▸ Task requirements: All of the material below is to be repeated exactly.
BEGIN Exercise material
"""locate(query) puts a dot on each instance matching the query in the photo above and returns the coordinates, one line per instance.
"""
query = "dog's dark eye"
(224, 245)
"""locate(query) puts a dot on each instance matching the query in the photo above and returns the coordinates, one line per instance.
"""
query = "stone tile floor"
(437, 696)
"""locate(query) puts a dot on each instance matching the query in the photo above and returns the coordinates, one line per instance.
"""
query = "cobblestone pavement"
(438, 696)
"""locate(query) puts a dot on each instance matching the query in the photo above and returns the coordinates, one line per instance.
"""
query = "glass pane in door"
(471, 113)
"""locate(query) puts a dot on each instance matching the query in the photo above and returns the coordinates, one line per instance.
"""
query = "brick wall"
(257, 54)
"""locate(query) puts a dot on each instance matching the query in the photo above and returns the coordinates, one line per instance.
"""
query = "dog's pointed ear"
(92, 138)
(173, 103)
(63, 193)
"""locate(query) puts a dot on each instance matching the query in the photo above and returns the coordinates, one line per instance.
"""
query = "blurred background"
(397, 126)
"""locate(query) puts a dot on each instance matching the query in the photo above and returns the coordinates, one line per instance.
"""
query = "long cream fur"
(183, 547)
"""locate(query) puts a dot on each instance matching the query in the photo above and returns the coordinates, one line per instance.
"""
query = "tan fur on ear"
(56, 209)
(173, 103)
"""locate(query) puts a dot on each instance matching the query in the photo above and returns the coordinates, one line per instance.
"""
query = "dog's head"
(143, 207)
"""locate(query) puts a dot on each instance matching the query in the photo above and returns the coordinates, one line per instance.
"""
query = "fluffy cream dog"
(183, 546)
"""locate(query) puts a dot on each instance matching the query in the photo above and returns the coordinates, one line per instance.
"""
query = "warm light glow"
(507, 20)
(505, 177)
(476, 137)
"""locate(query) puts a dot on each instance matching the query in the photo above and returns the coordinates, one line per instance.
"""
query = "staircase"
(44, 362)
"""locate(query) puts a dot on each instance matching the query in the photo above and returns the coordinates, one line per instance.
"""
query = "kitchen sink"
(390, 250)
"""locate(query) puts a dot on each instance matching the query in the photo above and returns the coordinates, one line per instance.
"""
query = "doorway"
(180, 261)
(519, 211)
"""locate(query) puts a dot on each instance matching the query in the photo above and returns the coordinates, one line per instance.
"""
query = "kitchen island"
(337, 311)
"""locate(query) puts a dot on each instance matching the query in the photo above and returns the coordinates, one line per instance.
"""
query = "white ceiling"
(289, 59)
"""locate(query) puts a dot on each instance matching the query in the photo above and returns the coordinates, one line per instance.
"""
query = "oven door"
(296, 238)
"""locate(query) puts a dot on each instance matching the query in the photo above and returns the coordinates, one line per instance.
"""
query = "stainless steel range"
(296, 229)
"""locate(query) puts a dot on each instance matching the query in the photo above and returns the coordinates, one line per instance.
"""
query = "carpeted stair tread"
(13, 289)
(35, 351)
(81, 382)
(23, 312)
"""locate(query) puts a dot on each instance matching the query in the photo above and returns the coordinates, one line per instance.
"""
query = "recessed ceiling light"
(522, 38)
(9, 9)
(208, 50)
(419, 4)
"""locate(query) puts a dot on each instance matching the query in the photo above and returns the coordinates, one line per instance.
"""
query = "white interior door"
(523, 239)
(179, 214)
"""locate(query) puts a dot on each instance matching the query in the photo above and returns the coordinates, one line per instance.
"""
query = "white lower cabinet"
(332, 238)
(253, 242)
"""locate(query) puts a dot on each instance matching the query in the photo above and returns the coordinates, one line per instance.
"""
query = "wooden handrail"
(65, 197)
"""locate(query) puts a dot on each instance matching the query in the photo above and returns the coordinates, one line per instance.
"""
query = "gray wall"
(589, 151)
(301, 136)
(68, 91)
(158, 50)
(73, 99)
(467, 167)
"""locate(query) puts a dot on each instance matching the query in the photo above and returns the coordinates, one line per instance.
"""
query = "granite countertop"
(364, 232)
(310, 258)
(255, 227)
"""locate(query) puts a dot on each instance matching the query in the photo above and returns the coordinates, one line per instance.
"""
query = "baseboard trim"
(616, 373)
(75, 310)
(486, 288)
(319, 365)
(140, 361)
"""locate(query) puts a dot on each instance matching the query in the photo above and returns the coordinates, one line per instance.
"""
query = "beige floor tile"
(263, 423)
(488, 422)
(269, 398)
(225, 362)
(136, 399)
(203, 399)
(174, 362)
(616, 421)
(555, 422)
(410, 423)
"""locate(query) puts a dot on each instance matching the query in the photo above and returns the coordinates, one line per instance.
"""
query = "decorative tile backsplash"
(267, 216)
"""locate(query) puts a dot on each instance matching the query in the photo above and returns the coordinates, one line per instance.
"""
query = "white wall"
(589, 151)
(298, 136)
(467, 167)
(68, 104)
END Exercise material
▸ The answer:
"""locate(query) puts a dot on each instance matching the query in the photo above and returns the coordinates, one line per instance.
"""
query = "dog's dark eye"
(224, 245)
"""locate(query) puts a dot on each instance matching the query in the photo above and returns the coordinates, one line per instance.
"""
query = "stone tile floor"
(437, 696)
"""locate(query) puts a dot on each instance matching the query in the photo above and returns the coordinates, one line per instance.
"""
query = "cobblestone pavement"
(438, 696)
"""locate(query) puts a dot on each instance matching the query in the photo above and returns the coordinates, one line per instance.
"""
query = "glass pane in door"
(471, 113)
"""locate(query) puts a dot on each instance matching the query in the photo above and returns the coordinates, one line per instance.
"""
query = "brick wall"
(257, 54)
"""locate(query) puts a dot on each instance matching the query in the photo above and returns the coordinates, one line per instance.
"""
query = "dog's pointed ear"
(92, 138)
(173, 103)
(63, 193)
"""locate(query) puts a dot on each instance matching the query in the photo above and returns the coordinates, one line per instance.
"""
query = "blurred background"
(397, 126)
"""locate(query) puts a dot on each instance matching the query in the photo above and returns the coordinates, one line per instance.
"""
query = "long cream fur"
(183, 547)
"""locate(query) puts a dot on each instance matching the query in the photo above and returns the coordinates, one line per instance.
"""
query = "tan fur on ear"
(56, 209)
(173, 103)
"""locate(query) puts a dot on each instance matching the query in the photo above and returns the coordinates, one line per instance.
"""
query = "dog's head"
(143, 207)
"""locate(query) puts a dot on each instance matching the query in the photo above and returns the coordinates, one line per instance.
"""
query = "fluffy cream dog"
(183, 546)
"""locate(query) puts a dot on each instance matching the query in the photo above and returns the coordinates, one line per instance.
"""
query = "warm light glow"
(507, 20)
(505, 177)
(476, 137)
"""locate(query) puts a dot on each instance matching the query in the photo above and returns the coordinates, one line per instance.
"""
query = "staircase"
(44, 362)
"""locate(query) puts a dot on each instance matching the query in the photo above and returns the coordinates, one line per instance.
"""
query = "kitchen sink"
(390, 250)
"""locate(query) puts a dot on each instance matching the query in the photo above and returns the coordinates, one line per instance.
"""
query = "doorway"
(180, 261)
(519, 211)
"""locate(query) puts a dot on each instance matching the query in the photo above and returns the coordinates, one line per instance.
"""
query = "kitchen island"
(337, 311)
"""locate(query) puts a dot on each instance matching the query in the photo above and returns the coordinates, one line per instance.
"""
query = "white ceiling"
(289, 59)
"""locate(query) puts a dot on each instance matching the query in the photo above and returns the coordinates, one line per instance.
"""
query = "oven door"
(296, 238)
"""locate(query) puts a dot on each instance matching the query in the photo above and returns the coordinates, one line per instance.
"""
query = "stainless steel range"
(296, 229)
"""locate(query) puts a dot on each instance matching the query in the photo above and returns the coordinates, one line per instance.
"""
query = "carpeted stair tread"
(13, 289)
(35, 351)
(81, 382)
(23, 312)
"""locate(query) puts a dot on each instance matching the query in the photo above and returns the coordinates, one line per instance.
"""
query = "recessed ceiling light"
(522, 38)
(9, 9)
(208, 50)
(419, 4)
"""locate(query) puts a dot on each instance matching the query in the photo above and returns the coordinates, one line per instance.
"""
query = "white interior door"
(523, 239)
(179, 214)
"""locate(query) puts a dot on each instance matching the query in the photo above and returns the coordinates, one line per instance.
"""
query = "white lower cabinet"
(332, 238)
(253, 242)
"""locate(query) puts a dot on each instance matching the query in the photo above and returns the coordinates, one line per instance.
"""
query = "wooden handrail"
(65, 197)
"""locate(query) puts a dot on each instance matching the query in the photo above and returns the coordinates, one line per instance.
"""
query = "gray wall"
(589, 151)
(301, 136)
(68, 91)
(158, 50)
(73, 99)
(467, 167)
"""locate(query) puts a dot on each instance matching the query in the photo above and returns the coordinates, one line per instance.
"""
query = "granite countertop"
(364, 232)
(310, 258)
(255, 227)
"""locate(query) puts a dot on each instance matching the query in the photo above and returns the coordinates, one line per instance.
"""
query = "baseboard trim"
(616, 373)
(75, 310)
(486, 288)
(319, 365)
(140, 361)
"""locate(query) puts a dot on each instance matching the query in the photo above and returns the coordinates, one line per instance.
"""
query = "beige floor tile"
(263, 423)
(488, 422)
(269, 398)
(225, 362)
(136, 399)
(203, 399)
(174, 362)
(616, 421)
(555, 422)
(410, 423)
"""locate(query) puts a dot on each instance matching the query in the photo above and returns the coordinates, one line per instance.
"""
query = "decorative tile backsplash"
(267, 216)
"""locate(query) puts a dot on each instance matching the query in the photo above and returns the coordinates, one line per instance.
"""
query = "white wall"
(589, 151)
(298, 136)
(467, 167)
(68, 104)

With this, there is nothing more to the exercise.